GIVEN PASSAGE —
--------------------------------

Android Automation Support

Midscene can drive adb tools to support Android automation.

By adapting a visual model solution, the automation process works with any app tech stack—whether built with Native, Flutter, React Native, or Lynx. Developers only need to focus on the final experience when debugging UI automation scripts.

The Android UI automation solution comes with all the features of Midscene:

  • Supports zero-code trial using Playground.
  • Supports JavaScript SDK.
  • Supports automation scripts in YAML format and command-line tools.
  • Supports HTML reports to replay all operation paths.

Showcases

Prompt : Open the Booking App, search for a hotel in Tokyo for four adults on Christmas, with a score of 8 or above.

View the full report of this task: report.html

See more showcases: showcases

This guide walks you through everything required to automate an Android device with Midscene: connect a real phone over adb, configure model credentials, try the no-code Playground, and run your first JavaScript script.

Set up API keys for model

Set your model configs into the environment variables. You may refer to Model strategy for more details.

export MIDSCENE_MODEL_BASE_URL="https://replace-with-your-model-service-url/v1"
export MIDSCENE_MODEL_API_KEY="replace-with-your-api-key"
export MIDSCENE_MODEL_NAME="replace-with-your-model-name"
export MIDSCENE_MODEL_FAMILY="replace-with-your-model-family"

For more configuration details, please refer to Model strategy and Model configuration.

Prepare your Android device

Before scripting, confirm adb can talk to your device and the device trusts your machine.

Install adb and set ANDROID_HOME

adb --version

Example output indicates success:

Android Debug Bridge version 1.0.41
Version 34.0.4-10411341
Installed as /usr/local/bin//adb
Running on Darwin 24.3.0 (arm64)
echo $ANDROID_HOME

Any non-empty output means it is configured:

/Users/your_username/Library/Android/sdk

Enable USB debugging and verify the device

In the system settings developer options, enable USB debugging (and USB debugging (Security settings) if present), then connect the device via USB.

--------------------------------

MATERIAL —
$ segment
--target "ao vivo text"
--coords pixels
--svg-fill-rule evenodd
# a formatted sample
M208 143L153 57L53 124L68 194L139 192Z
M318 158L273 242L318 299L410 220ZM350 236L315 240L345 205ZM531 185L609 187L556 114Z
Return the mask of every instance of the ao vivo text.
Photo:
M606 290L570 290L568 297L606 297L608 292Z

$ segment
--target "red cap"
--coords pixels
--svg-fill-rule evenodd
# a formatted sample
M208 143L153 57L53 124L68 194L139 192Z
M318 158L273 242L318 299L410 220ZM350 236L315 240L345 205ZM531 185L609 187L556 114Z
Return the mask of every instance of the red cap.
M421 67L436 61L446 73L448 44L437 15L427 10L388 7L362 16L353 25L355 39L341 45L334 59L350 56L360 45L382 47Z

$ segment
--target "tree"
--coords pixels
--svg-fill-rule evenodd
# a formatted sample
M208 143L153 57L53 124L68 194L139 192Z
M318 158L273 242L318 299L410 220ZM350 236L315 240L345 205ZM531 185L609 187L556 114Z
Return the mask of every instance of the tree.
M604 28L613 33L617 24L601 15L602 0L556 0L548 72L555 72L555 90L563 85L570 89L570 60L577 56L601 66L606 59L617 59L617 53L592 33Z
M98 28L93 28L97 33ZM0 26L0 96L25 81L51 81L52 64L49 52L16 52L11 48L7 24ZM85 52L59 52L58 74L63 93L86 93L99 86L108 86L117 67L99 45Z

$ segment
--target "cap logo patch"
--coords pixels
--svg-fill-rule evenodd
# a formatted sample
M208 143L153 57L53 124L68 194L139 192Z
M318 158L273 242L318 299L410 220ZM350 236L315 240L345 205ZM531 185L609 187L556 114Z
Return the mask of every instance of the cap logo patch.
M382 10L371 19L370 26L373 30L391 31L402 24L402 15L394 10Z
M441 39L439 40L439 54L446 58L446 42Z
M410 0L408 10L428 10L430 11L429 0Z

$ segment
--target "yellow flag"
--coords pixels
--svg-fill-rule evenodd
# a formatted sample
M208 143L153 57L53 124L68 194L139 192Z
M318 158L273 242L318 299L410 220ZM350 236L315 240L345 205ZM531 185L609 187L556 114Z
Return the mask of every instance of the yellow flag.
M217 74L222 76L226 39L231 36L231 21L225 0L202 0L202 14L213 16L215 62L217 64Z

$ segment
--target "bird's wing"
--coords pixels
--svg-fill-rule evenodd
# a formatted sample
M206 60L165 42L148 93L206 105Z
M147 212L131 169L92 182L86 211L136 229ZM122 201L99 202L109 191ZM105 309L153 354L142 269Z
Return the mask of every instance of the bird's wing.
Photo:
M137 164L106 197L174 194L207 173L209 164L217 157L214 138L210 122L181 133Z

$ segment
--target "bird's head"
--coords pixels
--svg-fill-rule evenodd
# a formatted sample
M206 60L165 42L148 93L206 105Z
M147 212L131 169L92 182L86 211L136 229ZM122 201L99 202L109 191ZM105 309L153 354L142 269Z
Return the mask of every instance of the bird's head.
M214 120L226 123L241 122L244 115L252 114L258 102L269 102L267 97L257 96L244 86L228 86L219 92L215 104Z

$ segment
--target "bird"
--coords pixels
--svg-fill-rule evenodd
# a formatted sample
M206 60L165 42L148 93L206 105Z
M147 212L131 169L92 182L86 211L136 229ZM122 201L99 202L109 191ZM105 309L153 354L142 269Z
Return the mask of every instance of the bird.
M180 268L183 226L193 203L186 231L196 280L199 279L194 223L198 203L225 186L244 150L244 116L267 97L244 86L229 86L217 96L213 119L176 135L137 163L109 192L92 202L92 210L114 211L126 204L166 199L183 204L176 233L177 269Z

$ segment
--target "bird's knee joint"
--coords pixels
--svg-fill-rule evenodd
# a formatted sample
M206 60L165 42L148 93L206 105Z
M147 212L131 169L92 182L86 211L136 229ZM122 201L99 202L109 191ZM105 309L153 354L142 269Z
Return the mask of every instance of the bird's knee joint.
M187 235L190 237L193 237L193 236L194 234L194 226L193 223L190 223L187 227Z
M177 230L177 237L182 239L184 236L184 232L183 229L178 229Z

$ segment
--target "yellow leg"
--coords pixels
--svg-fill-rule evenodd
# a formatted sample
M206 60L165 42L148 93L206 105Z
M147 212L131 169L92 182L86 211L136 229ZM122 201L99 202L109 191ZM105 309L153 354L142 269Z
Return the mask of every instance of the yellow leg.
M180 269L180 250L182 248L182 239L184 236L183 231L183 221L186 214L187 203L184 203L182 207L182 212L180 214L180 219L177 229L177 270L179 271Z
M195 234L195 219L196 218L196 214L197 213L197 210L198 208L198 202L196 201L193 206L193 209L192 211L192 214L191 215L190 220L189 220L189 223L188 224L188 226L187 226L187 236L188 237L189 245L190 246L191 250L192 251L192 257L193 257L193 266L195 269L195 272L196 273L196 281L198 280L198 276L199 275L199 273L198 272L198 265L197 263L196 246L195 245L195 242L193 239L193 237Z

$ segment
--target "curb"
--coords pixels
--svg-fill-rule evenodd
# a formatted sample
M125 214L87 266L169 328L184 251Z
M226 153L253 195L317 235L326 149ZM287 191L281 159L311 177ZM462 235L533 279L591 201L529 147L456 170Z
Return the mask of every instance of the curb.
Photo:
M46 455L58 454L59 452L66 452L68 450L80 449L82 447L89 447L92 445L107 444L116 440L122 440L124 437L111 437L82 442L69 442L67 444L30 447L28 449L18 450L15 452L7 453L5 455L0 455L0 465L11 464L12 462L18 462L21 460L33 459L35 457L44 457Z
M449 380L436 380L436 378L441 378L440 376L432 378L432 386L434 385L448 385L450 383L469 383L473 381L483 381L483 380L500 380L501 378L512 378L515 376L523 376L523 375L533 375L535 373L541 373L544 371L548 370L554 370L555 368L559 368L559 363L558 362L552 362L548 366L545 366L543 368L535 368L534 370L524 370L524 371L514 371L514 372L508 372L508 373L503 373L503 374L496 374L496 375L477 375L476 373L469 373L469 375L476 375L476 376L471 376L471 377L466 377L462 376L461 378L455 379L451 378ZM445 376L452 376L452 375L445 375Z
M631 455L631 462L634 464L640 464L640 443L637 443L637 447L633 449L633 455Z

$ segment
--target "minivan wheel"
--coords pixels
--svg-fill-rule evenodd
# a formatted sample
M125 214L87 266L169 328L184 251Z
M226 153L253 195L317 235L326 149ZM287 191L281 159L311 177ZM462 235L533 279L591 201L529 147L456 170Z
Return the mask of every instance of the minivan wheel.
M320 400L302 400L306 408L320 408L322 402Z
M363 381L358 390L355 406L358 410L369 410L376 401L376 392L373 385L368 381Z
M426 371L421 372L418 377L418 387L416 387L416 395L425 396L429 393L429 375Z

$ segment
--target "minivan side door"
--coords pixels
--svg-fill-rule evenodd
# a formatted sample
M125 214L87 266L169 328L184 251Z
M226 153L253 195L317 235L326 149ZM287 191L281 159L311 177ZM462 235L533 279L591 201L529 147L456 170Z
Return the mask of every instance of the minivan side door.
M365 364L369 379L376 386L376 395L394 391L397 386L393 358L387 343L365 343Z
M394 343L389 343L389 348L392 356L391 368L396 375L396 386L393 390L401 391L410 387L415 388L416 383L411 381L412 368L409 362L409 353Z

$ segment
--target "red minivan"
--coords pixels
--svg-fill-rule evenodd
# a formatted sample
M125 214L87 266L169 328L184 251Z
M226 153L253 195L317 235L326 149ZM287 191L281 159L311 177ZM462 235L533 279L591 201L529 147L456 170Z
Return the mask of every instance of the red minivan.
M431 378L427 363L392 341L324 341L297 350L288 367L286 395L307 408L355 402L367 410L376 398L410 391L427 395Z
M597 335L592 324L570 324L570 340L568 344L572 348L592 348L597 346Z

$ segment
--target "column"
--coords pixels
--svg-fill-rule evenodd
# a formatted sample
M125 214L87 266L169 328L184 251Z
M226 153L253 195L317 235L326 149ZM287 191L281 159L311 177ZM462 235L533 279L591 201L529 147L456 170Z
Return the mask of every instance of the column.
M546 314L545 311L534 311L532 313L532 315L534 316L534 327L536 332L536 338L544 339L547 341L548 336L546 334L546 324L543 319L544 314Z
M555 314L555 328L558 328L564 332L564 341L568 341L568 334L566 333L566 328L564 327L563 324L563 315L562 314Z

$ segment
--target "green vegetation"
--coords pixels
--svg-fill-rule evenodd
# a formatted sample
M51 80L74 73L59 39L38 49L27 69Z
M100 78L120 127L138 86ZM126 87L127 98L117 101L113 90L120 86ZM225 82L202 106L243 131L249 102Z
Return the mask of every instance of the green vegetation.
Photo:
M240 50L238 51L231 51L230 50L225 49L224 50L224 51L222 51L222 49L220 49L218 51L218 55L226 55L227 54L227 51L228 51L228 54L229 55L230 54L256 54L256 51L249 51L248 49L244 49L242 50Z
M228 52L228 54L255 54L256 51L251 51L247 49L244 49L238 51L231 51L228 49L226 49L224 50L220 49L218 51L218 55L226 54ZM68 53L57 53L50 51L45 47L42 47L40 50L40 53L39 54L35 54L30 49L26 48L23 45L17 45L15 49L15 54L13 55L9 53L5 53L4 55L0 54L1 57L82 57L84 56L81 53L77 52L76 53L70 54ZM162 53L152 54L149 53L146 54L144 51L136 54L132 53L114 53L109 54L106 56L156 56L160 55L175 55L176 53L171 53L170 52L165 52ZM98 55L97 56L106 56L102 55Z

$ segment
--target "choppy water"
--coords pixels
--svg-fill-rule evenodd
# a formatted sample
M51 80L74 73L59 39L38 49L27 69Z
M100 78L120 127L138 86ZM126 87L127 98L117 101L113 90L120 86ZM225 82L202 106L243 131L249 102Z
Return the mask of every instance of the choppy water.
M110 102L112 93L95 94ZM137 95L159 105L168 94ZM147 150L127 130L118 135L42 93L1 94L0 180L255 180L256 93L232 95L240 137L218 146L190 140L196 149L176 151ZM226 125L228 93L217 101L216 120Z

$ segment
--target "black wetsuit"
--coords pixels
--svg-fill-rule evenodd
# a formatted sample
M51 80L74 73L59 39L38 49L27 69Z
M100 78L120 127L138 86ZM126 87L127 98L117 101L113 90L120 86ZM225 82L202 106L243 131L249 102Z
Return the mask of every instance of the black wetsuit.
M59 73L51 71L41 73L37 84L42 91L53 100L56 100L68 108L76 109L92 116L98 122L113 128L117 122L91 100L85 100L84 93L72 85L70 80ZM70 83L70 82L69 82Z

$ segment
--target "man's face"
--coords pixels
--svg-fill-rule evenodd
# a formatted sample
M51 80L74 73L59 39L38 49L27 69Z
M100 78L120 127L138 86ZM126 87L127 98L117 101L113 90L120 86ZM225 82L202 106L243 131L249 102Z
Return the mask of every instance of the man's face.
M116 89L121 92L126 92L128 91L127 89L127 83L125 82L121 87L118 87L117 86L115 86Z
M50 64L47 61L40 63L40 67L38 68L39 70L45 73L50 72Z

--------------------------------

EXERCISES TO COMPLETE —
1: Print the passage of the Android automation guide from "The Android UI" to "8 or above.".
2: In the Android automation guide, which app tech stacks are named as working with the automation process?
3: Write the next part of the Android automation guide, picking up after its last sentence.

EXERCISE RESPONSES —
1:
The Android UI automation solution comes with all the features of Midscene:

  • Supports zero-code trial using Playground.
  • Supports JavaScript SDK.
  • Supports automation scripts in YAML format and command-line tools.
  • Supports HTML reports to replay all operation paths.

Showcases

Prompt : Open the Booking App, search for a hotel in Tokyo for four adults on Christmas, with a score of 8 or above.

2: Native, Flutter, React Native, and Lynx.

3:
android usb debug

Verify the connection:

adb devices -l

Example success output:

List of devices attached
s4ey59	device usb:34603008X product:cezanne model:M2006J device:cezan transport_id:3

Try Playground (no code)

Playground is the fastest way to validate the connection and observe AI-driven steps without writing code. It shares the same core as @midscene/android, so anything that works here will behave the same once scripted.

  1. Launch the Playground CLI:
npx --yes @midscene/android-playground
  1. Click the gear icon in the Playground window, then paste your API key configuration. Refer back to Model configuration if you still need credentials.

Start experiencing

After configuration, you can start using Midscene right away. It provides several key operation tabs:

  • Act: interact with the page. This is Auto Planning, corresponding to aiAct. For example:
Type “Midscene” in the search box, run the search, and open the first result
Fill out the registration form and make sure every field passes validation
  • Query: extract JSON data from the interface, corresponding to aiQuery.

Similar methods include aiBoolean(), aiNumber(), and aiString() for directly extracting booleans, numbers, and strings.

Extract the user ID from the page and return JSON data in the { id: string } structure
  • Assert: understand the page and assert; if the condition is not met, throw an error, corresponding to aiAssert.
There is a login button on the page, with a user agreement link below it
  • Tap: click on an element. This is Instant Action, corresponding to aiTap.
Click the login button

For the difference between Auto Planning and Instant Action, see the API document.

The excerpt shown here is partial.